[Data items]
* start *
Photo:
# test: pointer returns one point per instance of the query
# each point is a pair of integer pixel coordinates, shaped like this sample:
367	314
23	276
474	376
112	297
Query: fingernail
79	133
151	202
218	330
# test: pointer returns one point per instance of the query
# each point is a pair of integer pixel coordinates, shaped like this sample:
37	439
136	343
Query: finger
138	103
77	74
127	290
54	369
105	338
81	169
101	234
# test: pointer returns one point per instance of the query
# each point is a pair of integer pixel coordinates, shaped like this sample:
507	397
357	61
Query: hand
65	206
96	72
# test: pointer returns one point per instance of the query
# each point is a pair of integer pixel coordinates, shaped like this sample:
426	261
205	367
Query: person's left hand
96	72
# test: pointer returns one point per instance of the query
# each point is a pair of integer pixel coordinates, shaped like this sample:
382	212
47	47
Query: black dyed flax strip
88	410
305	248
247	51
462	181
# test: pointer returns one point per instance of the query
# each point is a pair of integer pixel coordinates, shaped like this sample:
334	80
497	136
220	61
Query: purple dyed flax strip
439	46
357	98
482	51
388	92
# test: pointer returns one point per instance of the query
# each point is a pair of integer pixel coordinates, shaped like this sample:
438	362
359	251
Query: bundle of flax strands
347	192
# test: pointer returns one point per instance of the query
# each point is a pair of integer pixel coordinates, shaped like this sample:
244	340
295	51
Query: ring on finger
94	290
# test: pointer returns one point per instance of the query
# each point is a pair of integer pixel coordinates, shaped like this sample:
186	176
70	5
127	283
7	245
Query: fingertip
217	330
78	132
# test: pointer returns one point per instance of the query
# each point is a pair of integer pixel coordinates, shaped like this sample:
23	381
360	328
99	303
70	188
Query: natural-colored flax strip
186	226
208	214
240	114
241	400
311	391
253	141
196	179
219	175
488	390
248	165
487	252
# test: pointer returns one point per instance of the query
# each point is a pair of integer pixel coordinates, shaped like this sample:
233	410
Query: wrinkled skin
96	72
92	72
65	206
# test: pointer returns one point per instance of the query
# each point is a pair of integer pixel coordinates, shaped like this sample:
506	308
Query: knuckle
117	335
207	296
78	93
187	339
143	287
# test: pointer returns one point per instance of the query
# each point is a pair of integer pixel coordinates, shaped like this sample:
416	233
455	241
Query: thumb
* end *
Write out all the records above again, exactly as they stand.

RESULT FOR THIS TASK
Photo:
# test: pointer returns one point per instance of the query
# each point is a pair of integer pixel coordinates, shaped like this sample:
367	314
23	276
474	376
112	297
Query: fingernail
79	133
151	202
218	330
# test: pointer returns one point per instance of the query
# each point is a pair of integer pixel coordinates, shaped like this sample:
37	439
136	343
Query: finger
138	103
77	74
127	290
54	369
105	338
81	169
101	234
# test: pointer returns one point per instance of the query
# each point is a pair of integer pixel coordinates, shaped like this sample:
507	397
357	61
Query: hand
65	206
96	72
# test: pointer returns one point per instance of the query
# each point is a pair of integer pixel coordinates, shaped like this sample:
426	261
205	367
Query: person's left hand
96	72
# test: pointer returns one point per instance of the query
# each point is a pair of integer pixel coordinates, shaped like this sample:
382	212
47	47
Query: black dyed flax strip
88	410
305	248
247	51
462	181
# test: pointer returns one point per instance of the query
# each point is a pair of integer pixel coordinates, shaped like this sample:
334	80
497	136
220	61
Query: purple dyed flax strip
439	46
357	98
482	51
388	92
# test: pointer returns one point per instance of the query
# each point is a pair of integer pixel coordinates, shaped like this sample:
438	362
359	251
Query: bundle of flax strands
347	192
# test: pointer returns one point per instance of the query
# each point is a pair of integer pixel coordinates, shaped like this sample:
244	340
295	51
Query: ring on finger
94	290
# test: pointer returns one point per instance of the query
# each point is a pair of integer pixel coordinates, shaped like this sample:
186	176
70	5
127	283
7	245
Query: fingertip
217	330
78	132
# test: pointer returns one point per instance of the query
# each point is a pair of integer pixel coordinates, shaped like this sample:
23	381
360	328
99	303
70	188
Query: natural-colored flax strip
186	226
208	214
240	114
241	400
311	391
253	141
196	179
219	175
488	390
248	165
487	252
# test: pointer returns one point per instance of the query
# each point is a pair of integer pixel coordinates, shaped like this sample:
233	410
Query: wrinkled skin
96	72
92	72
65	206
# test: pointer returns one point per instance of the query
# each point is a pair of integer pixel coordinates, shaped like this sample:
506	308
Query: knuckle
117	335
207	296
78	93
187	339
143	287
# test: pointer returns one point per instance of the query
# each point is a pair of integer pixel coordinates, shaped like this sample:
416	233
455	241
Query: thumb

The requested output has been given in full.